## READING TEXT
start

Greek Questions

[ajsa]

Hi David,

I have found the greek questions are quite interesting and challenging..

1. Which of the following statements about option time value is true?
a. Deeply out-of-the-money options have more time value than at-themoney
options with the same remaining time to expiration.
b. Deeply in-the-money options have more time value than at-the-money
options with the same amount of time to expiration.
c. At-the-money options have higher time value than either out-of-the
money or in-the-money options with the same remaining time to expiration.
d. At-the-money options have no time value.

Answer is c.
I agree theta is higher for ATM. but it only means the price movement is larger with time passing. Does it mean the time value of ATM (which is a static sense) is higher?


2. Which position is most risky?
a. Gamma-negative, delta-neutral
b. Gamma-positive, delta-positive
c. Gamma-negative, delta-positive
d. Gamma-positive, delta-neutral

answer is c.
But for a (like a negative straddle), payoff will be negative no matter S increases or decreases. Is not it more risky?


3. A trader buys an at-the-money call option with the intention of delta-hedging
it to maturity. Which one of the following is likely to be the most profitable
over the life of the option?
a. An increase in implied volatility
b. The underlying price steadily rising over the life of the option
c. The underlying price steadily decreasing over the life of the option
d. The underlying price drifting back and forth around the strike over the
life of the option

anwer is d. "An important aspect of the question is the fact that the option is held to maturity.

end

## SET PROBLEM A
In the forum thread on Greek questions, list the four positions offered as choices for the question "Which position is most risky?"
## SET PROBLEM B
According to the forum thread on Greek questions, what does the trader in the third question buy, and with what intention?

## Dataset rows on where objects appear
start

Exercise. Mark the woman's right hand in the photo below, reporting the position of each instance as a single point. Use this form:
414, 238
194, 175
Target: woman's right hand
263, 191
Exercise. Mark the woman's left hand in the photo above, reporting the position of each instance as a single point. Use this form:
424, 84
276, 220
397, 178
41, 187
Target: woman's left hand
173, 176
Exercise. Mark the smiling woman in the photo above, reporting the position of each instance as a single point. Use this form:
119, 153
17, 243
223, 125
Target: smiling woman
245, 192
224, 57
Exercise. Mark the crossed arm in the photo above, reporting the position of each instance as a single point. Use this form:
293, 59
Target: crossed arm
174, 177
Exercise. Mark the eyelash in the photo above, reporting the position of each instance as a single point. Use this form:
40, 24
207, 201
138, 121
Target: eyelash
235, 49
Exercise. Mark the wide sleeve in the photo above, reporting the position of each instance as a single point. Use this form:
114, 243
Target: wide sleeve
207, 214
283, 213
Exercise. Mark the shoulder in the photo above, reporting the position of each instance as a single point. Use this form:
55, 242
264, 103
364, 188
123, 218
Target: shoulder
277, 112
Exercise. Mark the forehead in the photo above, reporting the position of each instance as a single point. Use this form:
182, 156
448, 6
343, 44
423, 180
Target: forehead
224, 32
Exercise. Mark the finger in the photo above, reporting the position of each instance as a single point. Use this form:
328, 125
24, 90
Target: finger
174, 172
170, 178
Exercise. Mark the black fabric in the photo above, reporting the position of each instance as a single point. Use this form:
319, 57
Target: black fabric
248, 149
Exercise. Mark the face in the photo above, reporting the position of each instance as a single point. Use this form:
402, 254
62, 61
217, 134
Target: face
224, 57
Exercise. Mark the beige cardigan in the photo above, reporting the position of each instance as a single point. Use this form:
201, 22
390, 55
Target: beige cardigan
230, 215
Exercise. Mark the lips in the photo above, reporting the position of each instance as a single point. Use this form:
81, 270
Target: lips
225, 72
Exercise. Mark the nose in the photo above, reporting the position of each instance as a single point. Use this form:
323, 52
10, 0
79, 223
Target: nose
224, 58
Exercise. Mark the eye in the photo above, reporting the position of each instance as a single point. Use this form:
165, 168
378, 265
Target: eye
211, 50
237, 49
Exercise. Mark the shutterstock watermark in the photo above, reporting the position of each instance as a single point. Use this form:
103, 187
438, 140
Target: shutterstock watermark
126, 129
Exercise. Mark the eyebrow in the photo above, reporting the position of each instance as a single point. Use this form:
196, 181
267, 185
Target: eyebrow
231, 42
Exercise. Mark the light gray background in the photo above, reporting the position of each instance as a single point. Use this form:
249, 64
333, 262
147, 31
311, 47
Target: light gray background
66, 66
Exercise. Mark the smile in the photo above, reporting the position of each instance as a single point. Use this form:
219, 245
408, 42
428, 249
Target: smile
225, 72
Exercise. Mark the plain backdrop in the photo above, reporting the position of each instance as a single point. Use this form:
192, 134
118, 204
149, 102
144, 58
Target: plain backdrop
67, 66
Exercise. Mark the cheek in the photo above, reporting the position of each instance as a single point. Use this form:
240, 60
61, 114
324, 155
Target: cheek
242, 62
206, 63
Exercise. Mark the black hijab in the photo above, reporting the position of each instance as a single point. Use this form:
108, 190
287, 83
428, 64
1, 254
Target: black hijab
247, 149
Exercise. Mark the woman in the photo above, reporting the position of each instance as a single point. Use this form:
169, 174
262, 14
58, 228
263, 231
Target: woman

end

## TASK RESULT A
- Gamma-negative, delta-neutral
- Gamma-positive, delta-positive
- Gamma-negative, delta-positive
- Gamma-positive, delta-neutral

## TASK RESULT B
An at-the-money call option, with the intention of delta-hedging it to maturity.